Two news stories cropped up this week that left me thinking: is this important, or is this not important?
Google and TypeKit announced a remote @font-face loading API that is so simple a monkey could use it, to the cheers of markup monkeys worldwide. I'm no expert on typography – as a developer I leave type decisions in the hands of designers whenever possible – but this felt like big news. So I wanted to explore this brave new world. I imagined a vast library of open-source fonts heralding the beginning of typographic excellence online, for once and for all, for free. But the brave new world consists of a whopping eighteen typefaces. Didn't we already have about that many free fonts at our disposal? I'm currently typing on an iMac which can display six thousand typefaces, and the big news is that the fonts available to me online have gone from a handful to…a slightly bigger handful? Hardly seems revolutionary, but as a first step, I dunno…maybe this is really, really great?

------------------------------------

> **Exercise tasks**
1. List every sentence in the post on web fonts that ends with a question mark, in the order they appear.
2. Reproduce word for word the passage of the post on web fonts starting with "Google and TypeKit" and going on through "really, really great?".
3. Carry on writing the post on web fonts, picking up after its final sentence.

> **Extracted records**
------------------------------------

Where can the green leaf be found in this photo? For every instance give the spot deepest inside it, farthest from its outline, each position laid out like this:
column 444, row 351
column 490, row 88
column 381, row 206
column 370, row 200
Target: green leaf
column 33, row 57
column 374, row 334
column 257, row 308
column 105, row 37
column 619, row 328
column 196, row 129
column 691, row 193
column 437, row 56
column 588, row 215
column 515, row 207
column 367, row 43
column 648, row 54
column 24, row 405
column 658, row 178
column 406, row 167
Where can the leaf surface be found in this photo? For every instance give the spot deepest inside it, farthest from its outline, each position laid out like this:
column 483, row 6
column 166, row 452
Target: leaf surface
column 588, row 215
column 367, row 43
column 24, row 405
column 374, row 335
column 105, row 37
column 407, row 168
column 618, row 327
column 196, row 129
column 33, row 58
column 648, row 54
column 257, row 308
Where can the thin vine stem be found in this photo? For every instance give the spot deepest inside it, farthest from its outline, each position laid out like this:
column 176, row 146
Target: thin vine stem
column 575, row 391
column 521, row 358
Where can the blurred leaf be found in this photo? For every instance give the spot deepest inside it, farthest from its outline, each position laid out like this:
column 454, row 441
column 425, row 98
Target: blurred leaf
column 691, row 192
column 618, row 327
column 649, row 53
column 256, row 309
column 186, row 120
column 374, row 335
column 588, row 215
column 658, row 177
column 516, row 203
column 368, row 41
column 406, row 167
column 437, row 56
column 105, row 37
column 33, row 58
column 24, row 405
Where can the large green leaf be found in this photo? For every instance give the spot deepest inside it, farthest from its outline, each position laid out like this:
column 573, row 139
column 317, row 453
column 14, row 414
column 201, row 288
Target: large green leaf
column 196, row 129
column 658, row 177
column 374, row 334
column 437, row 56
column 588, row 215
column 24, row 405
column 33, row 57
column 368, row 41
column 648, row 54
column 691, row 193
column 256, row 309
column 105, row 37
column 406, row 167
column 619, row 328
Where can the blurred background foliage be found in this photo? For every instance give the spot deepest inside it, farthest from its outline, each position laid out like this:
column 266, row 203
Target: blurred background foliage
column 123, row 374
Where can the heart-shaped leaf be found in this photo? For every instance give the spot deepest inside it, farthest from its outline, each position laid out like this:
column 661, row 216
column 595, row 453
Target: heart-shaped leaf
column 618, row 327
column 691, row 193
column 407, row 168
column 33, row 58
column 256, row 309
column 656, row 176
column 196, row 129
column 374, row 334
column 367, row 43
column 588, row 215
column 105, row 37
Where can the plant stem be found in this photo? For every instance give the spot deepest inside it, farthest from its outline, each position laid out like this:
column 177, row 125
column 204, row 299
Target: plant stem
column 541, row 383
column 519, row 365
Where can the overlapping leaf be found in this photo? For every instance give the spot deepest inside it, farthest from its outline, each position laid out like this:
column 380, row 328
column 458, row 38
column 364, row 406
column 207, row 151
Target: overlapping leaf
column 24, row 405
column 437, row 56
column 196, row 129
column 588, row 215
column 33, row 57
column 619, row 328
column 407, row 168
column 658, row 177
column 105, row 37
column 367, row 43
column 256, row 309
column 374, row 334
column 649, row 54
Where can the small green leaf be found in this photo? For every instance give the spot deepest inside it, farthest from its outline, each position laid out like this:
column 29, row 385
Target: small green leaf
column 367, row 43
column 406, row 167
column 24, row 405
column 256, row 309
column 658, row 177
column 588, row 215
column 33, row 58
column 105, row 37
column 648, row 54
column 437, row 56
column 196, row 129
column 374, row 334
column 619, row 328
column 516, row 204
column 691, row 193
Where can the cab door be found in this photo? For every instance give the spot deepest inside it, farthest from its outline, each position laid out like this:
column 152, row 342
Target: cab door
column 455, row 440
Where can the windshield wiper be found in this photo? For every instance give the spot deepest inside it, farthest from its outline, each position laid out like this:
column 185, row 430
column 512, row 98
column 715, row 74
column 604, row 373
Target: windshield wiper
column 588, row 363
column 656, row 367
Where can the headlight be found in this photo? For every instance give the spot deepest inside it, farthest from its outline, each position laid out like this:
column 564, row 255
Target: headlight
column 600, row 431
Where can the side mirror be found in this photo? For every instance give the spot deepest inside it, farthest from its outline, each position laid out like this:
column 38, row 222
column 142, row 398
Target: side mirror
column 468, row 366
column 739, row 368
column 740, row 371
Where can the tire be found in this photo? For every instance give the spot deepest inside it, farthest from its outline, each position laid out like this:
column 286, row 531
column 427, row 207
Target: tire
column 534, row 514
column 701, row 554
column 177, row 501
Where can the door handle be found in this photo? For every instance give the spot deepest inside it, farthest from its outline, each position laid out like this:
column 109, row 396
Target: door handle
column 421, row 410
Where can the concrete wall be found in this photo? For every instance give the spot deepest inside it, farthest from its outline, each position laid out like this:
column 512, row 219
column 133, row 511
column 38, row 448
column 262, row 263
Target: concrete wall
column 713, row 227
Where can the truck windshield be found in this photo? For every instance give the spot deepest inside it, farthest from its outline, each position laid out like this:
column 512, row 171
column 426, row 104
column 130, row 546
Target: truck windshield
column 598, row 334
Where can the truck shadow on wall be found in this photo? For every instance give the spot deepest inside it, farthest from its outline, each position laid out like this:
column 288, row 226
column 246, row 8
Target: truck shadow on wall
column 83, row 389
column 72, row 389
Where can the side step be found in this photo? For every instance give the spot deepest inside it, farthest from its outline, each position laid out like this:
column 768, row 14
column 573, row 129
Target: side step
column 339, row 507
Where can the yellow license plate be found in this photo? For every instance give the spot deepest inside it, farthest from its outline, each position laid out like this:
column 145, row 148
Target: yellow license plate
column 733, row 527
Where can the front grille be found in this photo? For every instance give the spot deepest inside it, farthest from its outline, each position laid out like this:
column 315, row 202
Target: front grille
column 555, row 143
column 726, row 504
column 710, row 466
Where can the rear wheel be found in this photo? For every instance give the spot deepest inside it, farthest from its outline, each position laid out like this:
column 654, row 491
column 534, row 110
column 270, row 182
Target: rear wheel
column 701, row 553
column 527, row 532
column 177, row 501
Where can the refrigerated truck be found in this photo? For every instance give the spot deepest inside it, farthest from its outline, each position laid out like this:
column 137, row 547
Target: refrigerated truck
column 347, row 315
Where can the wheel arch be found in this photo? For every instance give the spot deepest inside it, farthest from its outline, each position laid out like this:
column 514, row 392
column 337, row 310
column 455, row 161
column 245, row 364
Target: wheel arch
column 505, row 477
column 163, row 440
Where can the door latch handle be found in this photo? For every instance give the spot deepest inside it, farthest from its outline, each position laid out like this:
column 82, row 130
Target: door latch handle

------------------------------------

> **Outputs in order**
1.
1. Two news stories cropped up this week that left me thinking: is this important, or is this not important?
2. Didn't we already have about that many free fonts at our disposal?
3. I'm currently typing on an iMac which can display six thousand typefaces, and the big news is that the fonts available to me online have gone from a handful to…a slightly bigger handful?
4. Hardly seems revolutionary, but as a first step, I dunno…maybe this is really, really great?

2.
Google and TypeKit announced a remote @font-face loading API that is so simple a monkey could use it, to the cheers of markup monkeys worldwide. I'm no expert on typography – as a developer I leave type decisions in the hands of designers whenever possible – but this felt like big news. So I wanted to explore this brave new world. I imagined a vast library of open-source fonts heralding the beginning of typographic excellence online, for once and for all, for free. But the brave new world consists of a whopping eighteen typefaces. Didn't we already have about that many free fonts at our disposal? I'm currently typing on an iMac which can display six thousand typefaces, and the big news is that the fonts available to me online have gone from a handful to…a slightly bigger handful? Hardly seems revolutionary, but as a first step, I dunno…maybe this is really, really great?

3.
Also this week the news broke that the Ventner Institute announced what they called a "synthetic cell", which really means that they generated a DNA sequence in a computer, manufactured a real DNA sequence out of its component subsections, and swapped the sequence into an existing cell. Then the man-made genome took over the cell's operation, the cells were able to replicate, and so on. While I'd love to have been a scientist involved in such awe-inspiring trickery, the result is hardly what I'd call a "synthetic cell". I mean, when I get in my car and drive it, I would not call that "human-machine hybrid achieving synthetic auto-locomotion". The car's already built. I just drive it.
Of course, the unquestionably big news this week is that you can play Pac-Man on the google homepage today. Looks like it was done entirely with XHTML/CSS and Javascript, too. No Flash necessary, so you can actually (sort of) play it on an iPhone. Folks: the world has officially changed.